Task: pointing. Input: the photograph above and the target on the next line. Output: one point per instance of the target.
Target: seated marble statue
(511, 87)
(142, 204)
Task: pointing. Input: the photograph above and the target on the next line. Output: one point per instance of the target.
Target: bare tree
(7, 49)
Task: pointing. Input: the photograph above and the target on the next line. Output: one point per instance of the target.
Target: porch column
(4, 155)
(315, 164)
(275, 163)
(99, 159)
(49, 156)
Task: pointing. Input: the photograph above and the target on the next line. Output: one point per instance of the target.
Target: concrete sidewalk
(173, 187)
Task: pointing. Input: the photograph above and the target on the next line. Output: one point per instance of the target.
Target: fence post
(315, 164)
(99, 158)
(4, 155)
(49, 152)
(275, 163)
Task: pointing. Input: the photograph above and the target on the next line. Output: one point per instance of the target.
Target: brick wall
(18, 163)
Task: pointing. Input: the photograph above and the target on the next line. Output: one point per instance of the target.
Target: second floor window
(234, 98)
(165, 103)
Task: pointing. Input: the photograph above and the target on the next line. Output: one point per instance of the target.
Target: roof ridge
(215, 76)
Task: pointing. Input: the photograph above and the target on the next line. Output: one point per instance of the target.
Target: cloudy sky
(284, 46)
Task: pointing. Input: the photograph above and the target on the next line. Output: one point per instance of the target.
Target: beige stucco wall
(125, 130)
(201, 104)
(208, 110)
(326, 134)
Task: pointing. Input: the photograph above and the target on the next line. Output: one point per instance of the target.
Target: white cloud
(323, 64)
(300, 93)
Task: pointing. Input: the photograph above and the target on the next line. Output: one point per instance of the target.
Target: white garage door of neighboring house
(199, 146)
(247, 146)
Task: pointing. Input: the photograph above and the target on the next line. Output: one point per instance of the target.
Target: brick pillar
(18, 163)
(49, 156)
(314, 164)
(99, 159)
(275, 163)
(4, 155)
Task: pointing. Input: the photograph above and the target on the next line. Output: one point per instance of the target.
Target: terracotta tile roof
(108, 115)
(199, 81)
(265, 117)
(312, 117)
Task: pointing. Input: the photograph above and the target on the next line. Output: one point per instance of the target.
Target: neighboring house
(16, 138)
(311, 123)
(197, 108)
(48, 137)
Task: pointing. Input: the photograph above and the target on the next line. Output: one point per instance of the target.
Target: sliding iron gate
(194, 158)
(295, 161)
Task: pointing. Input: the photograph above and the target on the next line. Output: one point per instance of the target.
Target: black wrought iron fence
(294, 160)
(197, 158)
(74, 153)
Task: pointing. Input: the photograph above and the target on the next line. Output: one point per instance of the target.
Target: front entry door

Assignment
Your response should consist of the full listing, exactly as written.

Reply to the exercise
Task: pointing. Input: the photograph above and the target on the next line. Output: one point per instance of the target.
Target: seated marble statue
(511, 87)
(142, 204)
Task: pointing. Input: the photograph above and the target on the next line. Output: one point per instance of the target.
Target: bare tree
(7, 49)
Task: pointing. Input: the photograph above and the target on the next line. Output: one point per instance of the target.
Target: porch column
(4, 155)
(315, 164)
(275, 163)
(99, 159)
(49, 156)
Task: pointing. Input: the photograph above and the target on the next line. Output: one point per instance of the target.
Target: concrete sidewalk
(173, 187)
Task: pointing. Input: the photograph above and the target on the next line. Output: one point per instance of the target.
Target: fence post
(315, 164)
(99, 158)
(4, 155)
(49, 152)
(275, 163)
Task: pointing. Input: the photograph above and the target on the next line. Output: one point per instance of the target.
Target: brick wall
(18, 163)
Task: pointing. Input: the photograph above and the target on the next line. Output: one point per instance of the target.
Target: second floor window
(234, 98)
(165, 103)
Task: pointing. Input: the photograph above and the target on the next line. Output: one point per instance of the target.
Target: roof ridge
(215, 76)
Task: pointing. Input: the photograph above and the target on the next line. Output: one point per instance of the target.
Target: cloudy sky
(284, 46)
Task: pointing. Input: the photograph above and the target on the next line. Output: one point per instance of the target.
Target: beige stucco wall
(125, 130)
(201, 104)
(208, 110)
(326, 134)
Task: pointing. Input: the photograph above and the target on the next line. Output: one point per instance of the target.
Target: white cloud
(323, 64)
(300, 93)
Task: pointing. Input: the photograph above and the target on the next line. Output: one point per instance of the target.
Target: white garage door of neighboring house
(199, 146)
(247, 146)
Task: pointing. Input: the photograph above and the target on the next line. Output: one point per instance of the target.
Target: brick pillar
(18, 163)
(49, 156)
(314, 164)
(99, 159)
(275, 163)
(4, 155)
Task: pointing. Input: the photograph above and the target on the next line. Output: one point per instance of the target.
Target: terracotta tile roof
(108, 115)
(199, 81)
(265, 117)
(312, 117)
Task: pointing. Input: the photograph above and the target on the next line. Output: one point per instance of the target.
Target: neighboring house
(16, 138)
(311, 123)
(197, 108)
(48, 137)
Task: pointing. Input: the photograph above and the target on the next line. Output: one point per instance of the target.
Target: sliding iron gate
(194, 158)
(295, 161)
Task: pointing. Input: the photograph above and the target on the next line. Output: one point per instance of the target.
Target: black wrought iron fence
(294, 160)
(197, 158)
(74, 153)
Task: pointing. Input: the photograph above and the target on the next line. Output: one point per instance of the target.
Target: front entry door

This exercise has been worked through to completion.